**Exercise requirements**
Repeat, exactly and completely, the entries shown underneath.

**Provided information**
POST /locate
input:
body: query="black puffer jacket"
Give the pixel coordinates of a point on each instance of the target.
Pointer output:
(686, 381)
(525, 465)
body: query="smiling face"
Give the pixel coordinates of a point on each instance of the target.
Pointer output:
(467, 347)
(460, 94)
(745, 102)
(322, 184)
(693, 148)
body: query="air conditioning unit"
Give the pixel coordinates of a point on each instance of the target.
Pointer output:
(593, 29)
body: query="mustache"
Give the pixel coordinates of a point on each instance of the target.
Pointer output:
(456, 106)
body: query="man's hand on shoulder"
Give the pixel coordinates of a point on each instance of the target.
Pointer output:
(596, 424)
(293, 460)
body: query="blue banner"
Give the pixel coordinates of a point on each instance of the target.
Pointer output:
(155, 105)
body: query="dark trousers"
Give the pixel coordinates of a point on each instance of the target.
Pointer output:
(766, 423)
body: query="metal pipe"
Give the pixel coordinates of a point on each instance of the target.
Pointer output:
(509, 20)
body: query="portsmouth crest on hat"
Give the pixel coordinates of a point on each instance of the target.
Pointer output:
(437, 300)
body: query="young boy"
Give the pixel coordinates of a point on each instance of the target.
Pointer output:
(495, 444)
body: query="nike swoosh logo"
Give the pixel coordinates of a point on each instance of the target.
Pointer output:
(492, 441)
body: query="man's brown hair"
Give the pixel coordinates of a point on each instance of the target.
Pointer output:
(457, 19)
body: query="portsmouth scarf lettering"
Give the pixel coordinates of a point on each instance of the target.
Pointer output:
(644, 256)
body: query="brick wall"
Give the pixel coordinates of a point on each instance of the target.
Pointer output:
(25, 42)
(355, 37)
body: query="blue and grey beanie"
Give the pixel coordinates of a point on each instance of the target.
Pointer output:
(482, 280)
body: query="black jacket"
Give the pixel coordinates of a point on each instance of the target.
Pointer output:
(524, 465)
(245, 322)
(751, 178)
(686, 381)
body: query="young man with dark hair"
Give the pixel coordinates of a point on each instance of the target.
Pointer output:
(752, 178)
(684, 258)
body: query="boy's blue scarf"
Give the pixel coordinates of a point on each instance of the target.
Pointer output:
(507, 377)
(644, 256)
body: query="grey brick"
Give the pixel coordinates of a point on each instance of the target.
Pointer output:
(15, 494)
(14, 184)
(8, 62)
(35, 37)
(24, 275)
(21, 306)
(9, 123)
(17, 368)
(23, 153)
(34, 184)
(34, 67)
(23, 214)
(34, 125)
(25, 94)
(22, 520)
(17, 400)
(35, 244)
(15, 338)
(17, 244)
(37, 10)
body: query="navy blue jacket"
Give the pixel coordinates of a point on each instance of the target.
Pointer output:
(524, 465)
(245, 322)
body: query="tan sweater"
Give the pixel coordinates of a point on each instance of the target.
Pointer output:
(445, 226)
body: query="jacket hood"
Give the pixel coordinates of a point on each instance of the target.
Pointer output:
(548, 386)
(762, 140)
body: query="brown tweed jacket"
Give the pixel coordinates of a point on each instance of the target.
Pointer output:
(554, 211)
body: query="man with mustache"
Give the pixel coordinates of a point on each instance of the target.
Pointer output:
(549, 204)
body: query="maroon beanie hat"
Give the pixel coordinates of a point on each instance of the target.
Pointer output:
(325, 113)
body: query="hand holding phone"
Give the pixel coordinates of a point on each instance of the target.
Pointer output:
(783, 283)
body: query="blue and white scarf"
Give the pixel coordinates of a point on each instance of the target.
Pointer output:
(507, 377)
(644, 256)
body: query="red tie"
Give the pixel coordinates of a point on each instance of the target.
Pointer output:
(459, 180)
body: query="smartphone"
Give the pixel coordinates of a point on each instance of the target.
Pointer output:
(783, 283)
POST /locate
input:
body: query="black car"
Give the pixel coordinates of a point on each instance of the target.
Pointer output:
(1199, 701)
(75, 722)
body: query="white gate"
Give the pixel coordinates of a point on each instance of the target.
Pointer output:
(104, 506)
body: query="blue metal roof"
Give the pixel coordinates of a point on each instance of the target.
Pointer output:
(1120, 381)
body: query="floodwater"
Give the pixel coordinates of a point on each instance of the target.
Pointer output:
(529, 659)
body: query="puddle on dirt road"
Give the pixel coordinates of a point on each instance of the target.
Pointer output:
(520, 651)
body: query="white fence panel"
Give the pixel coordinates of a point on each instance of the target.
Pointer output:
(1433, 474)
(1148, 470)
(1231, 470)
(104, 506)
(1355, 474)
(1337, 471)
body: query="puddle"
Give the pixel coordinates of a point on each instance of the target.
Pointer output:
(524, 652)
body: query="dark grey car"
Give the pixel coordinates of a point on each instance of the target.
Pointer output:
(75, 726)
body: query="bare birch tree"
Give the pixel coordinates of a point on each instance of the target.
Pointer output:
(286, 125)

**Reply**
POST /locate
input:
body: query="black puffer jacket"
Give the pixel coordinates of a point on each instance of the target.
Pointer output:
(686, 381)
(525, 465)
body: query="smiling face"
Give the pixel coordinates of a point on each instance of the target.
Pointer output:
(467, 347)
(460, 94)
(745, 102)
(322, 184)
(693, 148)
body: query="air conditioning unit"
Give the pixel coordinates of a point on each instance of the target.
Pointer output:
(593, 29)
body: query="mustache"
Give the pixel coordinates of a point on each instance of the target.
Pointer output:
(456, 106)
body: query="man's hand on shoulder"
Give the pixel coordinates of a point on each instance of the target.
Pointer output:
(596, 424)
(293, 460)
body: query="blue banner"
Give the pixel coordinates of a point on each instance of the target.
Pointer output:
(155, 105)
body: query="dark trousers"
Give the pixel coordinates of a point on each instance of the target.
Pointer output:
(766, 423)
body: query="metal pipe"
Give the pixel coordinates of a point on each instance of the target.
Pointer output:
(509, 20)
body: query="portsmouth crest on hat"
Give the pixel coordinates of a point on each instance of the target.
Pointer output:
(437, 300)
body: query="young boy"
Give the pixel coordinates of a point on each instance of the target.
Pointer output:
(495, 444)
body: query="nike swoosh logo"
Give the pixel coordinates of a point on each instance of the target.
Pointer output:
(492, 441)
body: query="man's brown hair"
Give the pixel coordinates of a point on each instance of the target.
Pointer output:
(457, 19)
body: query="portsmouth scarf lettering"
Give the pixel coordinates of a point on each instance of the target.
Pointer output:
(644, 256)
body: query="brick wall"
Give the pixel coordinates of a point on each instance of the target.
Pointer output:
(25, 42)
(355, 37)
body: query="blue and grey beanie"
Give the pixel coordinates of a point on each instance of the target.
Pointer output:
(482, 280)
body: query="black jacket"
Give the pixel coordinates of a point on each instance of the target.
Pointer output:
(524, 465)
(245, 322)
(751, 178)
(686, 381)
body: query="young man with dark hair"
Give the pixel coordinates of a point on each instance of the target.
Pointer output:
(752, 178)
(684, 258)
body: query="boy's blue scarf"
Give the pixel coordinates of a point on each instance of the target.
Pointer output:
(507, 377)
(644, 256)
body: query="grey brick"
Give the pixel coordinates of a point on each instance of the target.
Pointer output:
(15, 494)
(14, 184)
(8, 62)
(35, 37)
(24, 275)
(21, 306)
(9, 123)
(17, 368)
(23, 153)
(34, 184)
(34, 67)
(23, 214)
(34, 125)
(25, 94)
(22, 520)
(17, 400)
(35, 244)
(15, 338)
(17, 244)
(37, 10)
body: query="navy blue jacket"
Give the pixel coordinates of a point on each instance of the target.
Pointer output:
(524, 465)
(245, 322)
body: query="tan sweater"
Give the pixel coordinates of a point on each instance of the target.
Pointer output:
(445, 226)
body: query="jacket hood"
Give the pixel coordinates of a point on each instance of the target.
Pointer output:
(548, 386)
(762, 140)
body: query="brown tweed jacket"
Give the pixel coordinates of a point on each instance of the target.
Pointer output:
(554, 211)
body: query="man with mustache"
Give the pixel coordinates of a point on each instance of the target.
Pointer output:
(549, 204)
body: query="maroon beanie hat"
Give the pixel coordinates of a point on each instance of the target.
Pointer output:
(325, 113)
body: query="hand holding phone"
Give the pixel coordinates of a point on each instance of the target.
Pointer output:
(783, 283)
body: query="blue and white scarf"
Give the pixel coordinates of a point on each instance of the target.
Pointer output:
(507, 377)
(644, 256)
body: query="red tie"
Give the pixel coordinates of a point on each instance of the target.
Pointer output:
(459, 180)
body: query="smartphone"
Give the pixel coordinates of a point on each instance of the target.
Pointer output:
(783, 283)
POST /locate
input:
body: query="black car"
Give the pixel coordinates of a point on each instance of the target.
Pointer output:
(1199, 701)
(75, 722)
body: query="white gate"
Give the pixel coordinates of a point on each instance of the target.
Pointer output:
(104, 506)
body: query="blue metal roof"
Give the pixel coordinates of a point on each instance of the target.
Pointer output:
(1120, 381)
body: query="floodwater"
Give the pixel coordinates of a point on each instance of the target.
Pointer output:
(529, 659)
body: query="puddle on dirt road"
Give the pixel coordinates of a point on each instance of the target.
Pointer output:
(520, 651)
body: query="white fence panel"
Give the pixel coordinates of a point on each instance of the target.
Pointer output:
(1433, 474)
(1148, 470)
(1231, 470)
(104, 506)
(1355, 474)
(1337, 471)
body: query="puddle"
Give the pixel coordinates of a point on each instance of the target.
Pointer output:
(524, 652)
body: query="dark grey car"
Give the pixel coordinates of a point on each instance of the target.
Pointer output:
(75, 726)
body: query="bare birch tree"
Give the pixel coordinates of a point on each instance of the target.
Pointer output:
(286, 125)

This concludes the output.